─── Extrait choisi ───

Dans ce nouveau format vectorisé, l'information peut être imaginée comme un graphe composé de points et de lignes interconnectées. L’auteur serait ainsi relié au concept d'être humain, aux titres de ses livres, et à une multitude d'autres éléments contextuels, explique Lydia Pintscher, responsable du portefeuille Wikidata. Lorsqu'on interroge la base de données sur le mot scientifique par exemple, le système produit des listes de physiciens nucléaires éminents ainsi que de scientifiques ayant travaillé aux laboratoires Bell. Il fournit également les traductions du mot dans différentes langues, des images libres de droits de scientifiques au travail et des extrapolations vers des concepts connexes comme chercheur ou universitaire.

L'expérience utilisateur du site restera identique, et non, Wikipédia ne se transforme pas en chatbot, insistent les responsables du projet. C'est plutôt le backend qui deviendra plus facile d'accès pour les développeurs d'IA souhaitant construire leurs propres applications, comme des chatbots utilisant ces données. Philippe Saadé, responsable du projet IA chez Wikidata, souligne que l'objectif principal est de démocratiser l'accès à des données de haute qualité. Dans une déclaration à la presse, il a insisté sur l'indépendance de son projet vis-à-vis des grands laboratoires d'IA ou des géants de la technologie.
“Ce lancement du projet Embedding montre que l'IA puissante n'a pas besoin d'être contrôlée par une poignée d'entreprises. Elle peut être ouverte, collaborative et conçue pour servir tout le monde.”

─── Extraits des entrées ───

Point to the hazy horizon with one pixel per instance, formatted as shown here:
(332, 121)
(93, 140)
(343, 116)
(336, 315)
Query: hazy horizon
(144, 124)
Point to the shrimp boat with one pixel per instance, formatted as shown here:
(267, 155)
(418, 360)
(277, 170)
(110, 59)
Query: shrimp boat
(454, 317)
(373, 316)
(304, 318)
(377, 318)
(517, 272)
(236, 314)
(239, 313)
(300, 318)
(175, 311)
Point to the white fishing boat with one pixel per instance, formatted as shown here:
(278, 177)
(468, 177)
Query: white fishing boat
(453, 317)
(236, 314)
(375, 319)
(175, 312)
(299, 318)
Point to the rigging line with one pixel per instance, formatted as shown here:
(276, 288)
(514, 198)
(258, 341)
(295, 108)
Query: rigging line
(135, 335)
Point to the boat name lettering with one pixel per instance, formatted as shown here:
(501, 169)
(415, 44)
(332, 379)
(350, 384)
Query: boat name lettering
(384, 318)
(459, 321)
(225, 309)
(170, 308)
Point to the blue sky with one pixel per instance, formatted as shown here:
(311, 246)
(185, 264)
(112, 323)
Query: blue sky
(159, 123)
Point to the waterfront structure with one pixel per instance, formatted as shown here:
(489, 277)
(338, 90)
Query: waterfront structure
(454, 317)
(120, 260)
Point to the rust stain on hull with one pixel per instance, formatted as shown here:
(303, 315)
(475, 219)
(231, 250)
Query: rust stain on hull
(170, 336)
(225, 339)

───

Consigne 1. Relevez dans l'extrait sur le projet Wikidata tout ce que le système fournit lorsqu'on l'interroge sur le mot « scientifique ».
Consigne 2. D'après l'extrait sur le projet Wikidata, quelle fonction Philippe Saadé occupe-t-il ?
Consigne 3. Prolongez l'extrait sur le projet Wikidata en reprenant après sa dernière phrase.

Votre réponse 1.
- des listes de physiciens nucléaires éminents
- des listes de scientifiques ayant travaillé aux laboratoires Bell
- les traductions du mot dans différentes langues
- des images libres de droits de scientifiques au travail
- des extrapolations vers des concepts connexes comme chercheur ou universitaire

Votre réponse 2. Il est responsable du projet IA chez Wikidata.

Votre réponse 3.
Cette initiative arrive à un moment où les développeurs d'IA se démènent pour trouver des sources de données de haute qualité pouvant être utilisées pour affiner leurs modèles. Les systèmes d'entraînement eux-mêmes sont devenus plus sophistiqués, souvent assemblés comme des environnements complexes plutôt que de simples ensembles de données, mais ils en nécessitent toujours, soigneusement organisées pour fonctionner efficacement. Pour les déploiements nécessitant une grande précision, le besoin de données fiables est particulièrement urgent. Bien que certains puissent regarder Wikipédia de haut, ces dernières sont nettement plus factuelles que des ensembles de données fourre-tout comme Common Crawl, cette collection massive de pages web récupérées à travers Internet.
L'équipe espère également que cet accès facilité à Wikidata permettra aux systèmes d'IA de mieux refléter des sujets de niche peu représentés sur Internet. La base de données est désormais accessible publiquement sur Toolforge, et Wikidata organise un webinaire pour les développeurs intéressés le 9 octobre.